#### SHORT PROBLEM 1
According to the Fantasy Premier League report, how many teams play in the Premier League?
#### SHORT PROBLEM 2
Rewrite the passage of the Fantasy Premier League report starting at "#If import from" and ending at "their respective fixture.", with "transfer market" changed to "trading market".
#### SHORT PROBLEM 3
Extend the Fantasy Premier League report past its final line.

#### PAGE EXCERPT
>>>
Among European soccer competitions, the Premier League in England is the most watched soccer league globally. This is in part due to its highly competitive nature in which any of the 20 teams can defeat the other in a given week. This also makes the Fantasy Premier League (FPL) equally exciting since its not always easy to predict the outcome of a match. The aim of this report is to explore how FPL data can be leveraged to give FPL players (also known as managers) a competitive advantage.
library(tidyverse)
library(knitr)
library(plotly)
library(DT)
The selected data set is sourced from a Git repository managed by FPL enthusiasts. It consists of performance data for each player in the game on a weekly basis.
fpl.df <- read.csv(
"https://raw.githubusercontent.com/vaastav/Fantasy-Premier-League/master/data/2021-22/gws/merged_gw.csv",
encoding = 'UTF-8')
#If import from Git fails or prose below doesn't fit visualizations, un-comment line below
#fpl.df <- read.csv("merged_gw.csv", encoding = 'UTF-8')
colnames(fpl.df)
Each row in the data set reflects a player’s current data for that given game week. This includes the player’s stats, current value on the transfer market and details of their respective fixture.
Here is a full list of the variables contained in the data set and their definitions:
After reading in the data, I noticed there were some variables such as “round” and “element” which I was unsure of. The data set didn’t come with a dictionary of variables and I’m confident I defined the other variables correctly. Therefore my next step was to exclude these unknowns from the data along with other features that are likely irrelevant to player analysis.
The opponent team variable contained numbers so it’s values needed to be matched with the corresponding team names. Moreover, in the game, player values (prices) are denoted in tenths so the value variable had to be mutated to reflect this.
Lastly, the data set was missing the selected % variable, so I mutated this as well. This variable refers to the percentage of managers selected a player during a particular game week. I also checked for missing values and verified the data is complete without NAs.
#Drop columns
fpl.tbl <- select(fpl.df, -c(kickoff_time, element, fixture, round))
<<<
#### MATERIAL PROVIDED
>>>
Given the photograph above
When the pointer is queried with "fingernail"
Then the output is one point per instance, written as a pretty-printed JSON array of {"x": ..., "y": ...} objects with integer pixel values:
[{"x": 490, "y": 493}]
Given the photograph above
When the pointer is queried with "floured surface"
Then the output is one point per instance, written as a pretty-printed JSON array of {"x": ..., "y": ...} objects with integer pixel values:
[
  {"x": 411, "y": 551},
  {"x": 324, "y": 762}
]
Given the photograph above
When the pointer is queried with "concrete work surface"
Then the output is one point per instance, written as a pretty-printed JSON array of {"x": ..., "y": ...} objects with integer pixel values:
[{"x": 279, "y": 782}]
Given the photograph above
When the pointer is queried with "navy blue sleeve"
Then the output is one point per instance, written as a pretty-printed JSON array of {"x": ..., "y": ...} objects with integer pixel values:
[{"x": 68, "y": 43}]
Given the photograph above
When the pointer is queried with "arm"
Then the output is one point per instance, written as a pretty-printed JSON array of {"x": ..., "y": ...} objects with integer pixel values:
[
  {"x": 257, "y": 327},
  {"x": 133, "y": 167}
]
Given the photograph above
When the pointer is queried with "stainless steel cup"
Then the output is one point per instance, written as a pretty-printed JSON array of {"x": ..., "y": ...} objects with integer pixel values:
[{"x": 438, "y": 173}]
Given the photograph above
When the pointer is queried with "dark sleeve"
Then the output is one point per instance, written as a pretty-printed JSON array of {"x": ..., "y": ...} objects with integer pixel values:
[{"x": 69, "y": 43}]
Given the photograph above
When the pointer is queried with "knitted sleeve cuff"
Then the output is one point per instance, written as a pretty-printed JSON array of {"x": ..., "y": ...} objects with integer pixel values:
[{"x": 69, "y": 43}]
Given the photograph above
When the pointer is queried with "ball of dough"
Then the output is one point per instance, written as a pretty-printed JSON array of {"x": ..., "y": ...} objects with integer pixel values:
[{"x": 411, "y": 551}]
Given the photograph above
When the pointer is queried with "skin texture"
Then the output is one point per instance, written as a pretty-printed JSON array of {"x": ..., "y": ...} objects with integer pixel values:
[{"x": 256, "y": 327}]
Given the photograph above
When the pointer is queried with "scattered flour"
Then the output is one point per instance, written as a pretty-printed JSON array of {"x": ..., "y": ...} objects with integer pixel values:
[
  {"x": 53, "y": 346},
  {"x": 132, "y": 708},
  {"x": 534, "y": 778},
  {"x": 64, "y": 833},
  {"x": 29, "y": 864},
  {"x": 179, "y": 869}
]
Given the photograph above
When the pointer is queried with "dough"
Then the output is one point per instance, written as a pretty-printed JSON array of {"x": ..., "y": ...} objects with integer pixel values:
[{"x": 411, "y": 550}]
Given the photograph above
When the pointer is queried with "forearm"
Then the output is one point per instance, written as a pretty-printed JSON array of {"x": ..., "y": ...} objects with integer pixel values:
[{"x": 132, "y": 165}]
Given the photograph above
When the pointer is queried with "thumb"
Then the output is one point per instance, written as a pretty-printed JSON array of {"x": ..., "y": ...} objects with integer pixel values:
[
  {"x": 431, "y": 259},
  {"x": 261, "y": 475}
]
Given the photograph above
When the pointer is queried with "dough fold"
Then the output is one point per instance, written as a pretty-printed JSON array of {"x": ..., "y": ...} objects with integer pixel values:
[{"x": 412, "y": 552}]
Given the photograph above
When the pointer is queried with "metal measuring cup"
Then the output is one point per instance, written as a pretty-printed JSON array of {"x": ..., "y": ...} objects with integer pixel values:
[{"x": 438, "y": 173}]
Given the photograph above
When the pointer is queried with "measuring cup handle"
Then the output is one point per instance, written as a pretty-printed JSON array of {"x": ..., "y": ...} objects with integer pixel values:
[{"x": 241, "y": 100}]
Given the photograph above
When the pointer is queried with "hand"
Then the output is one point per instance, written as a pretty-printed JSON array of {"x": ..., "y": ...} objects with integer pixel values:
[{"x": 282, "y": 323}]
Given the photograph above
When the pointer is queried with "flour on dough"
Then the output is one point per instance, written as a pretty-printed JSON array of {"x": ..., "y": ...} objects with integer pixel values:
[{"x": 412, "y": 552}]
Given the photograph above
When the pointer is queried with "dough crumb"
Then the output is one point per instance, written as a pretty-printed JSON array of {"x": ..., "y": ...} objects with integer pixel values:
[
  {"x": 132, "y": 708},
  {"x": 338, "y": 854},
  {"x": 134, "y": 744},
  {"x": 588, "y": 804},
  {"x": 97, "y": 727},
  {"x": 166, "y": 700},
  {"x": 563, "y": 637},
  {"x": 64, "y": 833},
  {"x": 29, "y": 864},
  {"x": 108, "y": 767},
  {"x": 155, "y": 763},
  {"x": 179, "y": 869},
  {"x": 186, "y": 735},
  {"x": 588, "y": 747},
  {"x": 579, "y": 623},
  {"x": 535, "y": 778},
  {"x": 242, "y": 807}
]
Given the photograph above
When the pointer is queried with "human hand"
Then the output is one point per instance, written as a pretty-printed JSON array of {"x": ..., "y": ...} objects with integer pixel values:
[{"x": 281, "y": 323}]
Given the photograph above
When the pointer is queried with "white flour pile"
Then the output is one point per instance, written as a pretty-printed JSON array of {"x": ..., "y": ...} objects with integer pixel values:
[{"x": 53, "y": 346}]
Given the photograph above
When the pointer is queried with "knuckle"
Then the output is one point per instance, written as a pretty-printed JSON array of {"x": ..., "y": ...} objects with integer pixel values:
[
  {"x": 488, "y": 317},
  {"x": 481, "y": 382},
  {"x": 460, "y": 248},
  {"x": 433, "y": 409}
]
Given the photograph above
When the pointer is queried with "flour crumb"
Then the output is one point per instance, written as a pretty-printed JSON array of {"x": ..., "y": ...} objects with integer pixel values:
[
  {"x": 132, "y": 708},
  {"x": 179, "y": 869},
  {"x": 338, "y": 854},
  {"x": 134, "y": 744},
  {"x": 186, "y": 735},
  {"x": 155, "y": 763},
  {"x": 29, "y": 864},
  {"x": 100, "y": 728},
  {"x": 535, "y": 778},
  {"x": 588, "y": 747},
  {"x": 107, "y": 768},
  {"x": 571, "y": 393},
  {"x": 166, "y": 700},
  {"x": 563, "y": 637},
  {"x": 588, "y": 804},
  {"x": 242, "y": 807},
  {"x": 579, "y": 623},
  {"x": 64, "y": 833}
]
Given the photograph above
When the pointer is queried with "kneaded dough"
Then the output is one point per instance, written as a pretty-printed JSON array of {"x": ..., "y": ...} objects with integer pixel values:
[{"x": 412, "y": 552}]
<<<
>>>
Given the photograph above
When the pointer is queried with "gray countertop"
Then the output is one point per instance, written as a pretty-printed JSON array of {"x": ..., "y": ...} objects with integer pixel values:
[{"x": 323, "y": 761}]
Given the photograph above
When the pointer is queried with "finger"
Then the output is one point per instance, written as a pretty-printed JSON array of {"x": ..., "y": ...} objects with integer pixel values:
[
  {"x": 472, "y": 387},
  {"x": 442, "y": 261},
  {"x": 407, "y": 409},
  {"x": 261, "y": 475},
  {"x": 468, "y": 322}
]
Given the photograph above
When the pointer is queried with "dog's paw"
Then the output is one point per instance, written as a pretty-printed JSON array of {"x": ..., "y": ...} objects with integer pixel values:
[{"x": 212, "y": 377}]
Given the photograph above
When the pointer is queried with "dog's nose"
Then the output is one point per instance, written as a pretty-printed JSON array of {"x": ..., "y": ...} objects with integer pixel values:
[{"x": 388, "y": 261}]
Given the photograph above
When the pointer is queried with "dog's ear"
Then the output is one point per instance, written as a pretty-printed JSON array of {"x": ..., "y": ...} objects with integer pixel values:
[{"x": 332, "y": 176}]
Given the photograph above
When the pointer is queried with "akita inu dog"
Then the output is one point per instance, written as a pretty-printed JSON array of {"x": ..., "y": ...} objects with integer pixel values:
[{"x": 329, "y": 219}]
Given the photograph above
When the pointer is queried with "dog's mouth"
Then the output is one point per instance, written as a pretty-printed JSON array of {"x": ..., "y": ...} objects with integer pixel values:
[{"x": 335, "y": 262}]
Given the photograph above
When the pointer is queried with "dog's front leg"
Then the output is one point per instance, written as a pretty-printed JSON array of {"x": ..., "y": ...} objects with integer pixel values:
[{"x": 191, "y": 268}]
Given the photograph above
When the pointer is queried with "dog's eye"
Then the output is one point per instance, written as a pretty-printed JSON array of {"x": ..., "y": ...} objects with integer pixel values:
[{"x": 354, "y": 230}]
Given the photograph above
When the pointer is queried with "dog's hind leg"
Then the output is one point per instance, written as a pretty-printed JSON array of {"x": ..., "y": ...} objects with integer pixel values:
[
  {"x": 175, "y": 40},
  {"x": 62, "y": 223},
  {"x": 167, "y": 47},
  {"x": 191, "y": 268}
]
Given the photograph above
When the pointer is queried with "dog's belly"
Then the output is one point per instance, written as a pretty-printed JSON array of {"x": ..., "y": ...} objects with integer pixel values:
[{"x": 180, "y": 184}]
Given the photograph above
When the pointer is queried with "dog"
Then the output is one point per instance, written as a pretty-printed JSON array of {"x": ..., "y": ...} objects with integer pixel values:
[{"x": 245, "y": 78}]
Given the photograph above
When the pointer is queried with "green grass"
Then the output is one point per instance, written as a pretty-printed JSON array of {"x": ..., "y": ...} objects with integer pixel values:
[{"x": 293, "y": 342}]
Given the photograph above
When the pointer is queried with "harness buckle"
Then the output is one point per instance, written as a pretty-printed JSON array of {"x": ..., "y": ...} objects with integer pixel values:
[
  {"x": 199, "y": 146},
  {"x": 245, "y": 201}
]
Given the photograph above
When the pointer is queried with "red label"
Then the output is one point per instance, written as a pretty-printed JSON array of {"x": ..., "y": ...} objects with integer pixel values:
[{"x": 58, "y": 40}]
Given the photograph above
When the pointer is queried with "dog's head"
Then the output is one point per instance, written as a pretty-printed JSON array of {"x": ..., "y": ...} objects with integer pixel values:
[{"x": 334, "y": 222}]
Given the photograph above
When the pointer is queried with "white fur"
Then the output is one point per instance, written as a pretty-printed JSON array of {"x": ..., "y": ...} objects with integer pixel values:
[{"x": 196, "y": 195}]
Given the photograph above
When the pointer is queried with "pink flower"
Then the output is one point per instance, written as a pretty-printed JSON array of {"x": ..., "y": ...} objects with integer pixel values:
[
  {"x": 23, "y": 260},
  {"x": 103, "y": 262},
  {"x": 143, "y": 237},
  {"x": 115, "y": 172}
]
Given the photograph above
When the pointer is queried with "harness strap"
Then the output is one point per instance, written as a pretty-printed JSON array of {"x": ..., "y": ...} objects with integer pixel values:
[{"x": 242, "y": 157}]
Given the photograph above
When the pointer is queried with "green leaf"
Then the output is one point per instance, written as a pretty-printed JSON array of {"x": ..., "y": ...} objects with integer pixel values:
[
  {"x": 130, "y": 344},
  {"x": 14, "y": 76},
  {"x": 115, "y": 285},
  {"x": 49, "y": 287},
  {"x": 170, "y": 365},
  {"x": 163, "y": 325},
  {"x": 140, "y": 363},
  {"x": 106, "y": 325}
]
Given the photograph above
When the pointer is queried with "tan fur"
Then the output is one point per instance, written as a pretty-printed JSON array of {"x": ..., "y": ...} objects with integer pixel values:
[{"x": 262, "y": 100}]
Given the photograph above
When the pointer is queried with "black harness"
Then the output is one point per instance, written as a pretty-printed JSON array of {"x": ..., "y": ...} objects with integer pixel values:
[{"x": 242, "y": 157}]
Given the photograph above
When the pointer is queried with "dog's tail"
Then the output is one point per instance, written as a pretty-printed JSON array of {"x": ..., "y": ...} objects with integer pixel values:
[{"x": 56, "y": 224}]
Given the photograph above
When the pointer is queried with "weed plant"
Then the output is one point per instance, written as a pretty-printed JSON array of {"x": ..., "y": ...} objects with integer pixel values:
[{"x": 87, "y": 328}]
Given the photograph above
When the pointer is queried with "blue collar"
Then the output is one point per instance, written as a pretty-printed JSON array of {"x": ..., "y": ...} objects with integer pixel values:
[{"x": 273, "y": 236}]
<<<
>>>
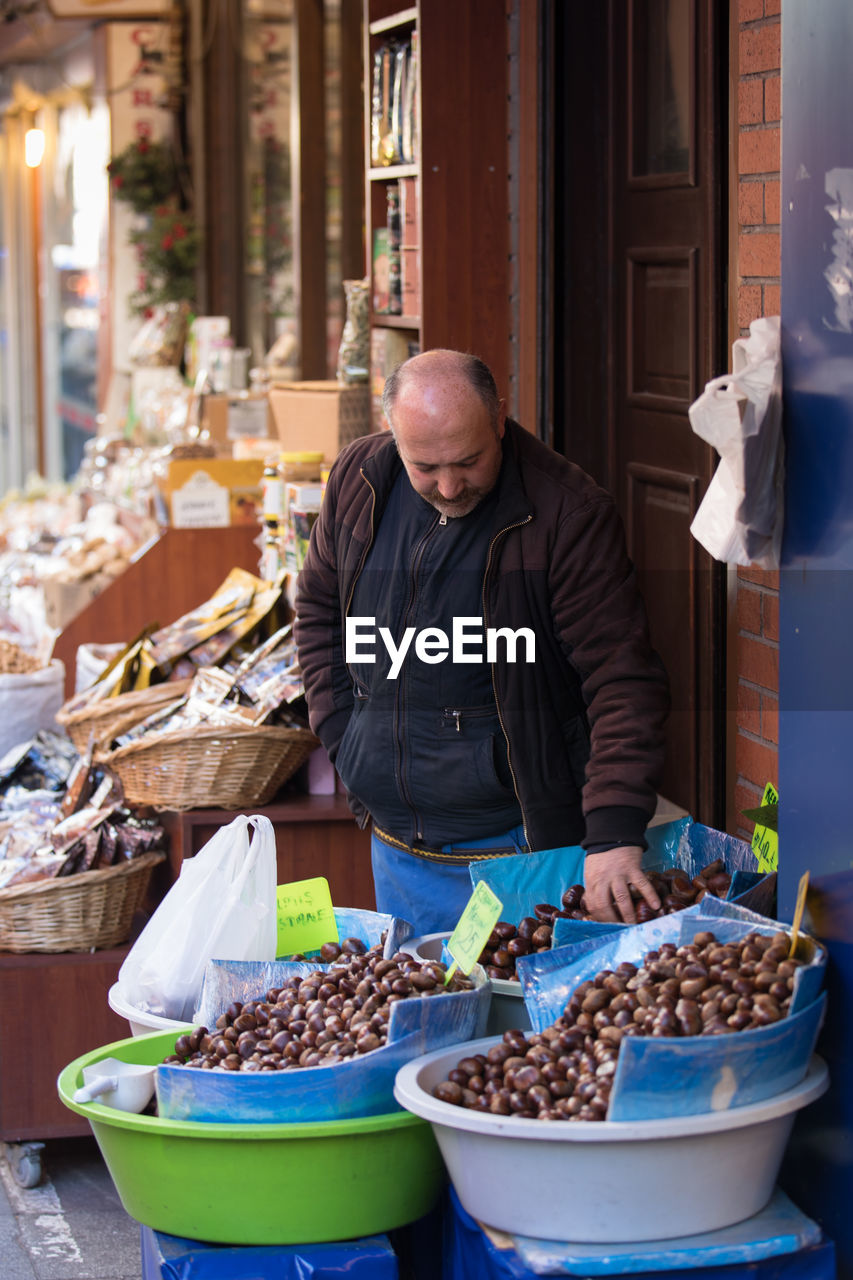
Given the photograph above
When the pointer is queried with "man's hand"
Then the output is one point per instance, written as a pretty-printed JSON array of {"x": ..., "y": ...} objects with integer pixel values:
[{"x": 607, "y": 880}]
<<<
#### FINAL ANSWER 1
20

#### FINAL ANSWER 2
#If import from Git fails or prose below doesn't fit visualizations, un-comment line below
#fpl.df <- read.csv("merged_gw.csv", encoding = 'UTF-8')
colnames(fpl.df)
Each row in the data set reflects a player’s current data for that given game week. This includes the player’s stats, current value on the trading market and details of their respective fixture.

#### FINAL ANSWER 3
# Change factor level names
fpl.tbl <- fpl.tbl %>%
mutate(opponent_team = recode_factor(opponent_team,
`1` = "Arsenal",
`2` = "Aston Villa",
`3` = "Brentford",
`4` = "Brighton",
`5` = "Burnley",
`6` = "Chelsea",
`7` = "Crystal Palace",
`8` = "Everton",
`9` = "Leeds Utd",
`10` = "Leicester",
`11` = "Liverpool",
`12` = "Man City",
`13` = "Man Utd",
`14` = "Newcastle",
`15` = "Norwich",
`16` = "Southampton",
`17` = "Spurs",
`18` = "Watford",
`19` = "West Ham",
`20` = "Wolves",))
# Change player value to match values in game
fpl.tbl <- fpl.tbl %>%
mutate(value = value / 10)
#Create selected % variable (9m players)
fpl.tbl <- fpl.tbl %>%
mutate(selected_pc = round(100*(selected / 9000000), 2))
#Check for missing values
sum(is.na(fpl.df))
## [1] 0
## `summarise()` has grouped output by 'name', 'position', 'team', 'value', 'total_points', 'goals_scored', 'assists', 'selected_pc', 'clean_sheets'. You can override using the `.groups` argument.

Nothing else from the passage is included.